• [Your task]: Carry the commit diff below, on adding the Float16 and Int8/Int16 capabilities for convert instructions, forward from its last line.

start Passage given

If a shader's only use of float16 is for FConvert, add the Float16 capability.

When visiting instructions, check that there are no 16-bit storage capabilities and add the Float16 capability. Same for int8/int16.
2024-11-08 11:30:06 +00:00 · 2019-05-01 11:45:36 -05:00 · 2019-05-01 11:45:36 -05:00 · faac86e5d6
commit faac86e5d6
parent 86c72c9486
6 changed files with 157 additions and 18 deletions
--- a/SPIRV/SpvPostProcess.cpp
+++ b/SPIRV/SpvPostProcess.cpp
@ -118,9 +118,46 @@ void Builder::postProcessType(const Instruction& inst, Id typeId)
    case OpAccessChain:
    case OpPtrAccessChain:
    case OpCopyObject:
+        break;
    case OpFConvert:
    case OpSConvert:
    case OpUConvert:
+        // Look for any 8/16-bit storage capabilities. If there are none, assume that
+        // the convert instruction requires the Float16/Int8/16 capability.
+        if (containsType(typeId, OpTypeFloat, 16) || containsType(typeId, OpTypeInt, 16)) {
+            bool foundStorage = false;
+            for (auto it = capabilities.begin(); it != capabilities.end(); ++it) {
+                spv::Capability cap = *it;
+                if (cap == spv::CapabilityStorageInputOutput16 ||
+                    cap == spv::CapabilityStoragePushConstant16 ||
+                    cap == spv::CapabilityStorageUniformBufferBlock16 ||
+                    cap == spv::CapabilityStorageUniform16) {
+                    foundStorage = true;
+                    break;
+                }
+            }
+            if (!foundStorage) {
+                if (containsType(typeId, OpTypeFloat, 16))
+                    addCapability(CapabilityFloat16);
+                if (containsType(typeId, OpTypeInt, 16))
+                    addCapability(CapabilityInt16);
+            }
+        }
+        if (containsType(typeId, OpTypeInt, 8)) {
+            bool foundStorage = false;
+            for (auto it = capabilities.begin(); it != capabilities.end(); ++it) {
+                spv::Capability cap = *it;
+                if (cap == spv::CapabilityStoragePushConstant8 ||
+                    cap == spv::CapabilityUniformAndStorageBuffer8BitAccess ||
+                    cap == spv::CapabilityStorageBuffer8BitAccess) {
+                    foundStorage = true;
+                    break;
+                }
+            }
+            if (!foundStorage) {
+                addCapability(CapabilityInt8);
+            }
+        }
        break;
    case OpExtInst:
 #if AMD_EXTENSIONS
@ -327,6 +364,24 @@ void Builder::postProcess()

end Passage given
start Data provided

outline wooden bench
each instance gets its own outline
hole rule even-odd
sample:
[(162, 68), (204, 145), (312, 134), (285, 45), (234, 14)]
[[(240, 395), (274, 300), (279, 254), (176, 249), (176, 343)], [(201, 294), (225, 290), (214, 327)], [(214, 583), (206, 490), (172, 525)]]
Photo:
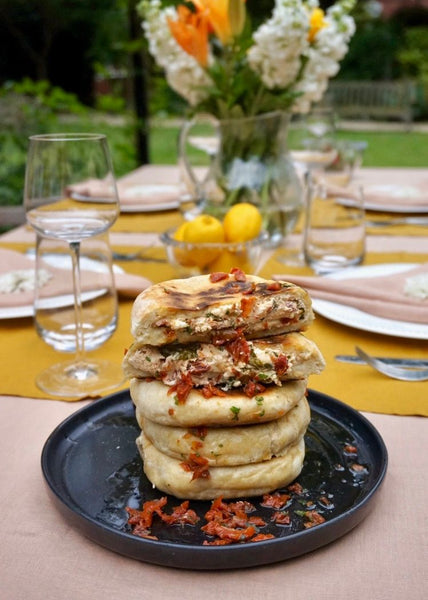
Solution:
[(329, 101), (341, 118), (399, 119), (410, 129), (416, 88), (410, 81), (332, 81)]

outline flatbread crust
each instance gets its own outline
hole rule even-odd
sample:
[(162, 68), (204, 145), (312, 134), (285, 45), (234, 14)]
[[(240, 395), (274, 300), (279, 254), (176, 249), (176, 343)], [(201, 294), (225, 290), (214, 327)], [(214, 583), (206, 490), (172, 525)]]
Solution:
[(251, 339), (304, 330), (313, 318), (308, 293), (293, 283), (255, 275), (213, 283), (200, 275), (144, 290), (133, 304), (131, 333), (153, 346), (212, 342), (237, 329)]
[[(135, 342), (123, 359), (128, 378), (155, 377), (175, 385), (189, 373), (196, 386), (208, 383), (223, 389), (245, 385), (249, 381), (275, 383), (306, 379), (320, 373), (325, 361), (316, 344), (303, 334), (292, 332), (245, 341), (248, 360), (233, 351), (231, 344), (172, 344), (149, 346)], [(285, 359), (282, 368), (278, 359)]]
[(210, 477), (194, 479), (181, 462), (159, 452), (142, 432), (137, 446), (150, 482), (160, 491), (177, 498), (213, 500), (268, 494), (291, 483), (301, 472), (305, 442), (300, 438), (284, 456), (264, 462), (233, 467), (210, 468)]
[(281, 387), (269, 386), (248, 398), (242, 390), (232, 390), (226, 396), (204, 398), (193, 389), (180, 404), (171, 388), (160, 381), (130, 381), (131, 398), (139, 412), (161, 425), (180, 427), (236, 426), (265, 423), (283, 417), (305, 395), (307, 380), (287, 381)]
[(282, 456), (290, 444), (304, 435), (310, 418), (306, 398), (275, 421), (202, 430), (159, 425), (144, 419), (137, 409), (141, 429), (159, 452), (180, 461), (197, 452), (210, 467), (244, 465)]

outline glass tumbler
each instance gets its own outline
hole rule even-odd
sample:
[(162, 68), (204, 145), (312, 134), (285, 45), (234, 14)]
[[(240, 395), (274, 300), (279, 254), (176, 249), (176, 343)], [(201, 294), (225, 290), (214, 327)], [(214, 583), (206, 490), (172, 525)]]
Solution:
[[(34, 321), (38, 335), (59, 352), (76, 352), (72, 257), (68, 242), (37, 235)], [(97, 349), (117, 327), (118, 302), (108, 234), (81, 242), (83, 339)]]
[(306, 264), (323, 274), (361, 263), (366, 238), (362, 189), (333, 195), (325, 185), (312, 182), (306, 193)]

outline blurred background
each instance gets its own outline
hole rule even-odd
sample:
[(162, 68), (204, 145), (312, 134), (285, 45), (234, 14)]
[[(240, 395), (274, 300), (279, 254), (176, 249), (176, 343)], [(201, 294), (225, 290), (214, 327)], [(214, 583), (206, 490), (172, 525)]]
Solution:
[[(0, 0), (0, 206), (22, 203), (35, 133), (106, 133), (118, 176), (176, 162), (185, 105), (147, 52), (137, 4)], [(272, 4), (247, 0), (254, 23)], [(426, 167), (428, 0), (360, 0), (354, 17), (357, 32), (325, 98), (339, 135), (368, 143), (366, 166)]]

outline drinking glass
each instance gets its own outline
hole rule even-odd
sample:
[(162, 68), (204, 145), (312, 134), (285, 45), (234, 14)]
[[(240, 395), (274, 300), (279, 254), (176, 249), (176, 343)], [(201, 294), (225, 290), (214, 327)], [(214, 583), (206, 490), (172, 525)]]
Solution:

end Data provided

• [Answer to the task]:
    // Add per-instruction capabilities, extensions, etc.,

+    // Look for any 8/16 bit type in physical storage buffer class, and set the
+    // appropriate capability. This happens in createSpvVariable for other storage
+    // classes, but there isn't always a variable for physical storage buffer.
+    for (int t = 0; t < (int)groupedTypes[OpTypePointer].size(); ++t) {
+        Instruction* type = groupedTypes[OpTypePointer][t];
+        if (type->getImmediateOperand(0) == (unsigned)StorageClassPhysicalStorageBufferEXT) {
+            if (containsType(type->getIdOperand(1), OpTypeInt, 8)) {
+                addExtension(spv::E_SPV_KHR_8bit_storage);
+                addCapability(spv::CapabilityStorageBuffer8BitAccess);
+            }
+            if (containsType(type->getIdOperand(1), OpTypeInt, 16) ||
+                containsType(type->getIdOperand(1), OpTypeFloat, 16)) {
+                addExtension(spv::E_SPV_KHR_16bit_storage);
+                addCapability(spv::CapabilityStorageBuffer16BitAccess);
+            }
+        }
+    }
+
    // process all reachable instructions...
    for (auto bi = reachableBlocks.cbegin(); bi != reachableBlocks.cend(); ++bi) {
        const Block* block = *bi;
@ -366,24 +421,6 @@ void Builder::postProcess()
            }
        }
    }
-
-    // Look for any 8/16 bit type in physical storage buffer class, and set the
-    // appropriate capability. This happens in createSpvVariable for other storage
-    // classes, but there isn't always a variable for physical storage buffer.
-    for (int t = 0; t < (int)groupedTypes[OpTypePointer].size(); ++t) {
-        Instruction* type = groupedTypes[OpTypePointer][t];
-        if (type->getImmediateOperand(0) == (unsigned)StorageClassPhysicalStorageBufferEXT) {
-            if (containsType(type->getIdOperand(1), OpTypeInt, 8)) {
-                addExtension(spv::E_SPV_KHR_8bit_storage);
-                addCapability(spv::CapabilityStorageBuffer8BitAccess);
-            }
-            if (containsType(type->getIdOperand(1), OpTypeInt, 16) ||
-                containsType(type->getIdOperand(1), OpTypeFloat, 16)) {
-                addExtension(spv::E_SPV_KHR_16bit_storage);
-                addCapability(spv::CapabilityStorageBuffer16BitAccess);
-            }
-        }
-    }
 }

 }; // end spv namespace
--- a/Test/baseResults/spv.float16convertonlyarith.comp.out
+++ b/Test/baseResults/spv.float16convertonlyarith.comp.out
@ -0,0 +1,39 @@
+spv.float16convertonlyarith.comp
+// Module Version 10000
+// Generated by (magic number): 80007
+// Id's are bound by 22
+
+                              Capability Shader
+                              Capability Float16
+               1:             ExtInstImport  "GLSL.std.450"
+                              MemoryModel Logical GLSL450
+                              EntryPoint GLCompute 4  "main"
+                              ExecutionMode 4 LocalSize 16 16 1
+                              Source GLSL 450
+                              SourceExtension  "GL_EXT_shader_explicit_arithmetic_types_float16"
+                              Name 4  "main"
+                              Name 9  "v"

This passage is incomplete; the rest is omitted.